• WHAT IS EXPECTED
Rewrite the school lunch passage between "Listening to these" and "and by whom.", inclusive, replacing "wife" with "spouse".

• EXTRACT TO READ
* * * *

I have to wonder just how many people that watch these shows and take them seriously instead the sorry, sad joke that they actually are, consider themselves members of the "tea party" and are receiving Medicaid benefits. The terrible thing is segments like this would be laughable if they weren't so dangerous, because there are so many out there that buy into the nasty rhetoric they were spouting here.
Listening to these idiots talk about how terrible it is for the government to be feeding people reminded me of a point that Driftglass made during this week's podcast that he does every week with our other fellow C&L contributor who also happens to be his wife, Blue Gal, about why the National School Lunch Program was started and by whom.
There's a link up front for their podcast in the open thread here. At about the 25 minute mark, Driftglass points out that the National School Lunch Program was actually started by the Department of Defense. Why? Because so many people were starving in 1946 that they were unfit for military service. Here's a little more on that.

* * * *

• DATASET EXTRACT

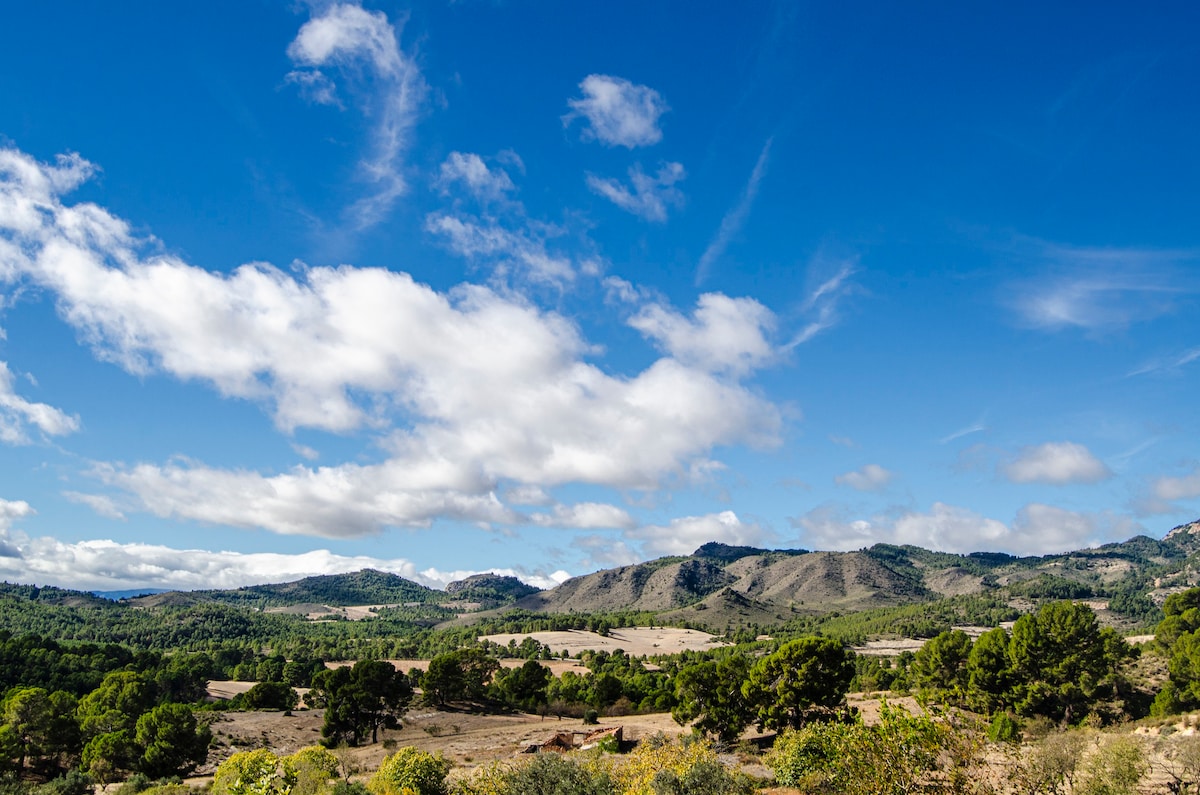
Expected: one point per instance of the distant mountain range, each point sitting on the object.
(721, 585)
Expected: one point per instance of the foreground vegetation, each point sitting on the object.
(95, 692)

* * * *

• YOUR SOLUTION
Listening to these idiots talk about how terrible it is for the government to be feeding people reminded me of a point that Driftglass made during this week's podcast that he does every week with our other fellow C&L contributor who also happens to be his spouse, Blue Gal, about why the National School Lunch Program was started and by whom.